--- start ---

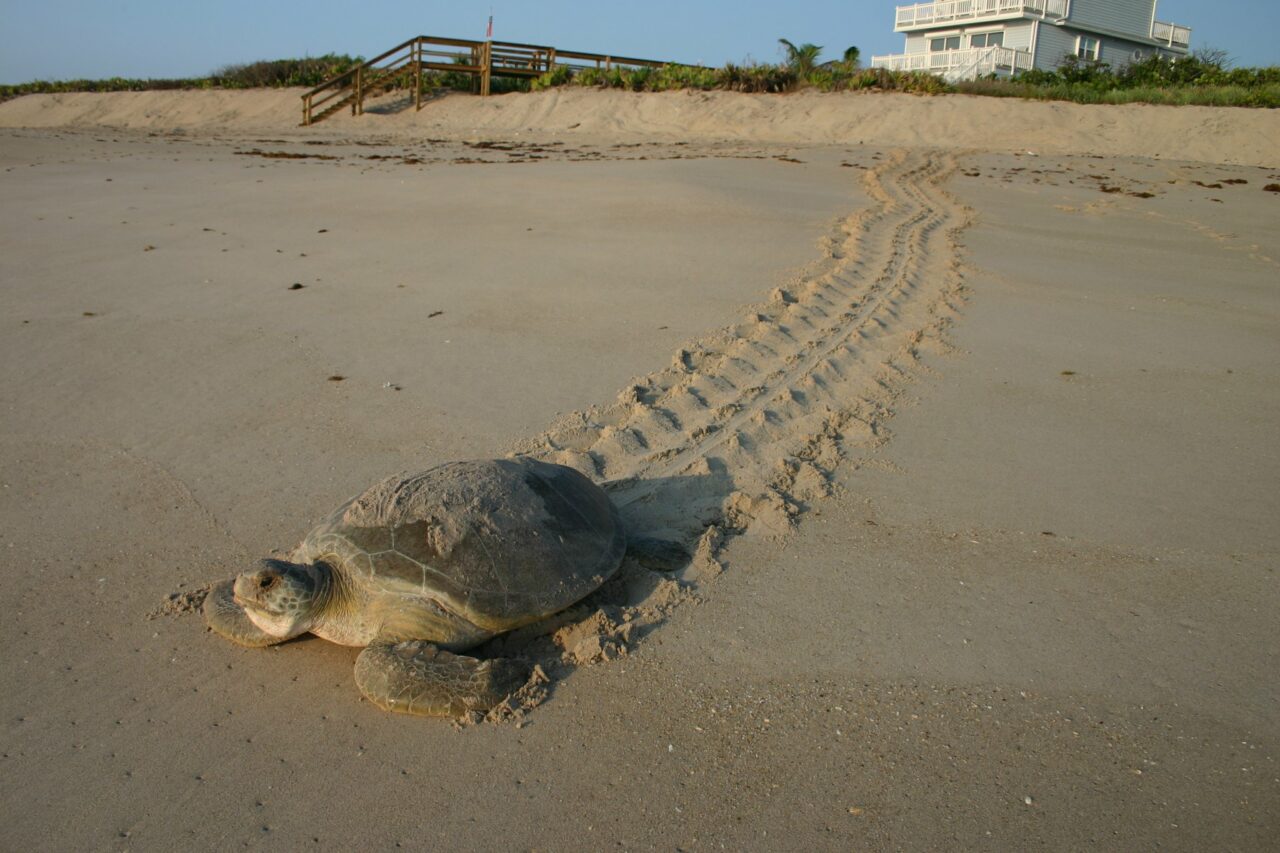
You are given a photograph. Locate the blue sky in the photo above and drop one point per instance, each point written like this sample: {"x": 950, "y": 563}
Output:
{"x": 69, "y": 39}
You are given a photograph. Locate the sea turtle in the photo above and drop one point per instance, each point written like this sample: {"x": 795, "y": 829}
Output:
{"x": 421, "y": 566}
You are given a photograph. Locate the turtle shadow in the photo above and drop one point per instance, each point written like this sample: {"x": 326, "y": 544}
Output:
{"x": 618, "y": 619}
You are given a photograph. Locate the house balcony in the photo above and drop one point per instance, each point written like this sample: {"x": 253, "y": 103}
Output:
{"x": 923, "y": 16}
{"x": 1171, "y": 35}
{"x": 960, "y": 64}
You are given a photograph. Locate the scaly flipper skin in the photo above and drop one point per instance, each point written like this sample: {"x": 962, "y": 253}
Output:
{"x": 415, "y": 676}
{"x": 228, "y": 619}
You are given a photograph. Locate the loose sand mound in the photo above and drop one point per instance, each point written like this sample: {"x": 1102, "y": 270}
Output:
{"x": 1214, "y": 135}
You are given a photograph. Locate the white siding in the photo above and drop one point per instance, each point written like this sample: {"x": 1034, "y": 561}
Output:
{"x": 1018, "y": 35}
{"x": 1051, "y": 45}
{"x": 1055, "y": 42}
{"x": 1121, "y": 17}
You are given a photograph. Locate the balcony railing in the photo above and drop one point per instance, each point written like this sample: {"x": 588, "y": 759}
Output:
{"x": 927, "y": 14}
{"x": 959, "y": 64}
{"x": 1171, "y": 35}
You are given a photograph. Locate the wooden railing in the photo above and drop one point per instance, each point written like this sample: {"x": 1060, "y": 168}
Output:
{"x": 1171, "y": 35}
{"x": 959, "y": 64}
{"x": 481, "y": 59}
{"x": 926, "y": 14}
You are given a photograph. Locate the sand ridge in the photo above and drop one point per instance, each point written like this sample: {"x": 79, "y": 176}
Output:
{"x": 1211, "y": 135}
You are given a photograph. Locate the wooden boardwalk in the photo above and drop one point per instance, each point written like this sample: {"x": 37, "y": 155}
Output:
{"x": 481, "y": 59}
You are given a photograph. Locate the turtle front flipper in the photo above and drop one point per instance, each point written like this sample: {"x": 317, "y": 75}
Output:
{"x": 228, "y": 619}
{"x": 415, "y": 676}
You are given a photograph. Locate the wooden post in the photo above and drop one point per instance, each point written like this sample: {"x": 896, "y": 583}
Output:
{"x": 417, "y": 76}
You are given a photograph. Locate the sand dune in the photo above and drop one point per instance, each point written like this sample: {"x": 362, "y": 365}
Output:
{"x": 1237, "y": 136}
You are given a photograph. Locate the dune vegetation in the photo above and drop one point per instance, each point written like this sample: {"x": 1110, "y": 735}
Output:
{"x": 1205, "y": 78}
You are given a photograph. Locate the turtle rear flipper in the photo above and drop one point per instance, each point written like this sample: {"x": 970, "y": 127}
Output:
{"x": 228, "y": 619}
{"x": 658, "y": 555}
{"x": 415, "y": 676}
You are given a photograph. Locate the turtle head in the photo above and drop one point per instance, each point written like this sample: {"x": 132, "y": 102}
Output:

--- end ---

Render all the lines above as a numbered list, leaving out blank lines and the picture.

1. You are given a photograph. Locate the blue sky in the photo above and drop one point per instance, each point written like this sample: {"x": 950, "y": 563}
2. Output:
3. {"x": 69, "y": 39}
4. You are given a photograph. Locate the sea turtle in the photo above and drop one point per instance, each point written like this sample: {"x": 795, "y": 829}
5. Output:
6. {"x": 421, "y": 566}
7. You are given a photograph. Locate the turtle shadow in the photo above and drop one point per instance, each point written like this sample: {"x": 326, "y": 544}
8. Output:
9. {"x": 618, "y": 619}
10. You are given a photograph. Locate the house balcony in the photo above and drop one point per instance, each point written like this sample: {"x": 253, "y": 103}
11. Output:
12. {"x": 923, "y": 16}
13. {"x": 1171, "y": 35}
14. {"x": 960, "y": 64}
15. You are given a photograph. Locate the scaly flipper skin in the photo above and drop one point per instance, each point written like this sample: {"x": 962, "y": 253}
16. Output:
17. {"x": 415, "y": 676}
18. {"x": 228, "y": 619}
19. You are given a photograph. Locate the loose sand mound in the photo above and drop one point per instance, each point written like this sample: {"x": 1102, "y": 270}
20. Output:
21. {"x": 1214, "y": 135}
22. You are given a photograph. Locate the white siding in the photo above and drop one point per instance, each point written like this sample: {"x": 1034, "y": 561}
23. Output:
24. {"x": 1018, "y": 35}
25. {"x": 1051, "y": 45}
26. {"x": 1055, "y": 42}
27. {"x": 1121, "y": 17}
28. You are given a photograph. Locate the balcony railing in the photo above and drop one point per instance, each point written like this sample: {"x": 588, "y": 759}
29. Output:
30. {"x": 927, "y": 14}
31. {"x": 959, "y": 64}
32. {"x": 1171, "y": 35}
33. You are given a photograph. Locate the wooden railing in the photo above and drop one point per instance, each point written like this sample: {"x": 1060, "y": 168}
34. Output:
35. {"x": 1171, "y": 35}
36. {"x": 959, "y": 64}
37. {"x": 481, "y": 59}
38. {"x": 926, "y": 14}
39. You are given a photograph. Locate the sand ridge in the photo above and drop one point per instance, each point written like this sample: {"x": 79, "y": 176}
40. Output:
41. {"x": 1211, "y": 135}
42. You are given a photograph. Locate the wooden boardwalk in the photo above and drop one point per instance, each point written like this sample: {"x": 37, "y": 155}
43. Output:
44. {"x": 481, "y": 59}
45. You are given a photograph. Locate the turtle front flipper in the photo above and drop one point per instance, each point written like this sample: {"x": 317, "y": 75}
46. Output:
47. {"x": 228, "y": 619}
48. {"x": 415, "y": 676}
49. You are given a photograph. Locate the wooden post in the photo above and drop one point per instance, each point written like this sample: {"x": 896, "y": 583}
50. Output:
51. {"x": 417, "y": 76}
52. You are given a photograph. Locate the sand dune in the photo above and drop one point per instance, each point written like this sample: {"x": 362, "y": 365}
53. Output:
54. {"x": 1237, "y": 136}
55. You are given a photograph. Locate the dune vegetation in the photo above and drop one point per instance, each point written like this sample: {"x": 1110, "y": 735}
56. Output:
57. {"x": 1205, "y": 78}
58. You are given a photograph. Locate the turtle rear flipper in the photo above and drop one point per instance, each point written like this sample: {"x": 970, "y": 127}
59. Output:
60. {"x": 228, "y": 619}
61. {"x": 658, "y": 555}
62. {"x": 415, "y": 676}
63. You are given a photograph. Locate the turtle head in the photo above and drop one point per instance, each point written like this sample: {"x": 132, "y": 102}
64. Output:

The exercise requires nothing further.